Give an exact copy of every line, leaving images out.

:: Task input

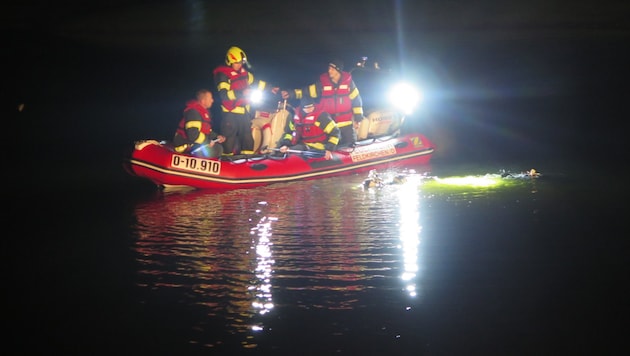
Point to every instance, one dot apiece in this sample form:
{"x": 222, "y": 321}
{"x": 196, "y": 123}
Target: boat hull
{"x": 166, "y": 168}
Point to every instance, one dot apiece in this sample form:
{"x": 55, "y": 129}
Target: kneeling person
{"x": 310, "y": 128}
{"x": 194, "y": 134}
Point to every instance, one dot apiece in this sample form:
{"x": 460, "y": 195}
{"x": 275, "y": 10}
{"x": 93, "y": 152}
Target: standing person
{"x": 339, "y": 96}
{"x": 310, "y": 128}
{"x": 194, "y": 133}
{"x": 234, "y": 84}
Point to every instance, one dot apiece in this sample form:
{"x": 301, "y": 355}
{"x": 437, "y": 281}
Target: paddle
{"x": 202, "y": 146}
{"x": 309, "y": 154}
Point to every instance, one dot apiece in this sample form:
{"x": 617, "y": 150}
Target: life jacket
{"x": 336, "y": 97}
{"x": 305, "y": 128}
{"x": 238, "y": 81}
{"x": 205, "y": 126}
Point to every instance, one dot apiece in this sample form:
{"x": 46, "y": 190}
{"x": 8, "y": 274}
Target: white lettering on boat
{"x": 195, "y": 164}
{"x": 366, "y": 152}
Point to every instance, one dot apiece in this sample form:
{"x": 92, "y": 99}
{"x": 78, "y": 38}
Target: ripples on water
{"x": 245, "y": 260}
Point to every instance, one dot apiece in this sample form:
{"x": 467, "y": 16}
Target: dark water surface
{"x": 100, "y": 263}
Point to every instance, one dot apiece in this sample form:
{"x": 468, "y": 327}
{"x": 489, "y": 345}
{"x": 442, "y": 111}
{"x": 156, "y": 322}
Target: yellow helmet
{"x": 235, "y": 55}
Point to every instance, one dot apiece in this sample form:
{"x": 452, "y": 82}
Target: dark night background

::::

• Response to the exercise
Point to every instance, one dot apiece in this sample form:
{"x": 222, "y": 321}
{"x": 196, "y": 123}
Target: boat hull
{"x": 166, "y": 168}
Point to every instance, one dot apiece in this sample form:
{"x": 55, "y": 129}
Target: kneeling person
{"x": 310, "y": 128}
{"x": 194, "y": 134}
Point to every instance, one dot apiece in this sample form:
{"x": 460, "y": 195}
{"x": 275, "y": 10}
{"x": 93, "y": 152}
Target: standing person
{"x": 339, "y": 96}
{"x": 310, "y": 128}
{"x": 194, "y": 133}
{"x": 234, "y": 84}
Point to every instance, one dot apiece in this sample form:
{"x": 301, "y": 355}
{"x": 437, "y": 281}
Target: paddle
{"x": 202, "y": 146}
{"x": 309, "y": 154}
Point to every instance, one dot apiece in this sample form:
{"x": 617, "y": 150}
Target: life jacket
{"x": 336, "y": 97}
{"x": 305, "y": 128}
{"x": 238, "y": 81}
{"x": 205, "y": 126}
Point to every instance, one dot apiece in this sample form:
{"x": 46, "y": 190}
{"x": 8, "y": 274}
Target: white lettering on boat
{"x": 195, "y": 164}
{"x": 366, "y": 152}
Point to every instance, one dot apiece in this sample form:
{"x": 92, "y": 99}
{"x": 78, "y": 38}
Target: ripples on water
{"x": 245, "y": 260}
Point to every instance, one dot apiece in this sample form:
{"x": 467, "y": 16}
Target: dark water surface
{"x": 100, "y": 263}
Point to every instance, one dot apiece in this sample form:
{"x": 468, "y": 327}
{"x": 489, "y": 345}
{"x": 442, "y": 111}
{"x": 156, "y": 322}
Target: yellow helmet
{"x": 235, "y": 55}
Point to every instance, one dot apiece in this sample form:
{"x": 452, "y": 82}
Target: dark night background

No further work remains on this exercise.